### Problem requirements
Can you rewrite the items as a numbered list, starting at the line that has "Every instance of the sea" and stopping after the line that has "<point>524,113</point>", with both of those lines included and blank lines left out?

'''

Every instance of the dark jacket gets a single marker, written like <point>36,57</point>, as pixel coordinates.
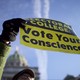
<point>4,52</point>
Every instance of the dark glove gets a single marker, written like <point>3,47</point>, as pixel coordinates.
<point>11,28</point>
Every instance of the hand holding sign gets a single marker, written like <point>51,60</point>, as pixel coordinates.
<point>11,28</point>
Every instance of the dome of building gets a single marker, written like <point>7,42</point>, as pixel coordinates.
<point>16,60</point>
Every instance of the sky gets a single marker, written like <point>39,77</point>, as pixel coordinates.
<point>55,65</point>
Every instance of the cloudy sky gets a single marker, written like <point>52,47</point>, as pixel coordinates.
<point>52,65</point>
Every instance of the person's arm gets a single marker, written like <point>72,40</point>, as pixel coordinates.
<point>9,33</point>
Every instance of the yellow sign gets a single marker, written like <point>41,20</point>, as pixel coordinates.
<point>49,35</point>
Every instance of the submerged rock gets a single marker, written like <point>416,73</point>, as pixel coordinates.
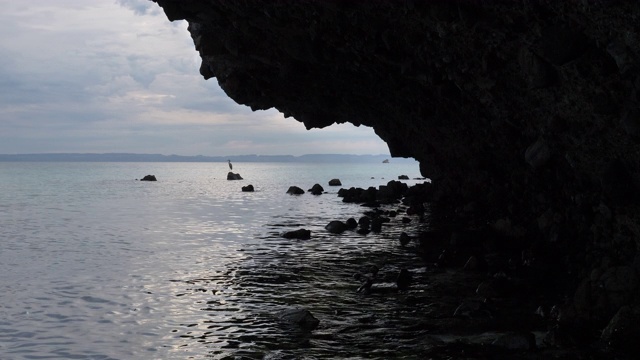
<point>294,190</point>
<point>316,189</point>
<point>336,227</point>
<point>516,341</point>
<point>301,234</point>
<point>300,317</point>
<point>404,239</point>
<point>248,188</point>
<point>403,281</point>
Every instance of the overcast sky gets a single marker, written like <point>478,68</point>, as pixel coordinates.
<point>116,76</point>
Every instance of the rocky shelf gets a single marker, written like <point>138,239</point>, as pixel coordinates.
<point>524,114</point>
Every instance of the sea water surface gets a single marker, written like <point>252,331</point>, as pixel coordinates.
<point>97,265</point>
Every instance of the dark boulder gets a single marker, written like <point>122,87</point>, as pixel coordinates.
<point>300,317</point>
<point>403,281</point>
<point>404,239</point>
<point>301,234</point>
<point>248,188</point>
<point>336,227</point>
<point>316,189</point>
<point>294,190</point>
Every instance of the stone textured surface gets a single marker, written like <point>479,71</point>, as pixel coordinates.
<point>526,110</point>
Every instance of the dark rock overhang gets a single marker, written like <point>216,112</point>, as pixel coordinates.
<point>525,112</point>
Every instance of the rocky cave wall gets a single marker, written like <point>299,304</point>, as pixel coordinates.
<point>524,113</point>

'''
'''

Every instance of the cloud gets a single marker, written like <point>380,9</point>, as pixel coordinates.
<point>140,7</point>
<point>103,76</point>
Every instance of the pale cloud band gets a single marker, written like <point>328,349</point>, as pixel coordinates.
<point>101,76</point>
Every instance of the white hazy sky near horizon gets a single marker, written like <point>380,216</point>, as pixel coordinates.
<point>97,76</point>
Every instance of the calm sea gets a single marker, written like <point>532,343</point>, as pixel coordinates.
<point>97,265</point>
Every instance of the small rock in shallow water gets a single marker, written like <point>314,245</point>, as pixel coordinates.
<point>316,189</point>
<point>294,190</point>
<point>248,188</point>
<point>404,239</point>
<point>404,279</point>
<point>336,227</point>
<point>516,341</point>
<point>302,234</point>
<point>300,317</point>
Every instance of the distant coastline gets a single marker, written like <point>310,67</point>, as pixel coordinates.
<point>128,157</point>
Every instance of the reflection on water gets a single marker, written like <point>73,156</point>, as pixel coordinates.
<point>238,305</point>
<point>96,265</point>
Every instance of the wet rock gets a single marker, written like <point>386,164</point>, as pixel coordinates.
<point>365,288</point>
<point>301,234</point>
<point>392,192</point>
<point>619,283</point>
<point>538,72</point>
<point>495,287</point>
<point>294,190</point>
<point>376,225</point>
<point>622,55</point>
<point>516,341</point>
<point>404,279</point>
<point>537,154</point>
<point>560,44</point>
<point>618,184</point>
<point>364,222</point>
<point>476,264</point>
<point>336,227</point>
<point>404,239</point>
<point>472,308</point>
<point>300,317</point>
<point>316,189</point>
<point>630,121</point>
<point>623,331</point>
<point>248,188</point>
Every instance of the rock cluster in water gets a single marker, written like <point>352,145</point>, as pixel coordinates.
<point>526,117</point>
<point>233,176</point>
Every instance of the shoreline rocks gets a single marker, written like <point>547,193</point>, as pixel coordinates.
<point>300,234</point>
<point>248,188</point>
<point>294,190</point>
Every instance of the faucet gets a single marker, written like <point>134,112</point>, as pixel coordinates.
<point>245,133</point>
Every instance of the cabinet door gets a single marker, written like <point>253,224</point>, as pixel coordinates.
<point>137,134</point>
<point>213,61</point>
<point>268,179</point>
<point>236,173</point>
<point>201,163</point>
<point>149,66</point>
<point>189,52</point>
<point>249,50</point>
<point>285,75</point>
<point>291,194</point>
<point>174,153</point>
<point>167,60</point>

'''
'''

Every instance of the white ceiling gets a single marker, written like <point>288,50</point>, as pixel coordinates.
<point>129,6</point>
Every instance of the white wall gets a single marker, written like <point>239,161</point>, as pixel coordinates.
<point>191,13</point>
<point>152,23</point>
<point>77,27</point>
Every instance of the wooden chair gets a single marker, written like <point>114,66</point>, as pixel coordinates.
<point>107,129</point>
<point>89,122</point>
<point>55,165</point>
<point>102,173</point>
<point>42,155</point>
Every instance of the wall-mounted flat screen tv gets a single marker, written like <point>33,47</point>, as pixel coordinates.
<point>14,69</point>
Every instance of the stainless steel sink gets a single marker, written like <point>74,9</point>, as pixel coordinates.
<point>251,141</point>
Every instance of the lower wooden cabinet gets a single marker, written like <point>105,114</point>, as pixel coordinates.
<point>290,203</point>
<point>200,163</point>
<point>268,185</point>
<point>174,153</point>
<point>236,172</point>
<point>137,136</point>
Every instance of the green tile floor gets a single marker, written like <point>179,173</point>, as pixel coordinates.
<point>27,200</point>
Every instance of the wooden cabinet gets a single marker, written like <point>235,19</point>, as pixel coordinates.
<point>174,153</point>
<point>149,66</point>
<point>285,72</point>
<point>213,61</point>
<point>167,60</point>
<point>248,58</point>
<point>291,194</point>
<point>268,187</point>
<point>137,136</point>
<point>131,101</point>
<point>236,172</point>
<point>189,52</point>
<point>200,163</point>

'''

### Expected answer
1. Every instance of the sea water surface gets a single marker, written like <point>252,331</point>, as pixel coordinates.
2. <point>97,265</point>
3. Every instance of the dark boulder gets a single marker, written like <point>122,87</point>, as pixel coordinates.
4. <point>300,317</point>
5. <point>403,281</point>
6. <point>404,239</point>
7. <point>301,234</point>
8. <point>248,188</point>
9. <point>336,227</point>
10. <point>316,189</point>
11. <point>294,190</point>
12. Every instance of the stone textured surface gets a single marker, written like <point>479,71</point>, as pixel coordinates.
13. <point>526,110</point>
14. Every instance of the dark rock overhang gets a single marker, written like <point>216,112</point>, as pixel coordinates.
15. <point>525,112</point>
16. Every instance of the rocky cave wall gets a single marker, written like <point>299,304</point>, as pixel coordinates.
17. <point>524,113</point>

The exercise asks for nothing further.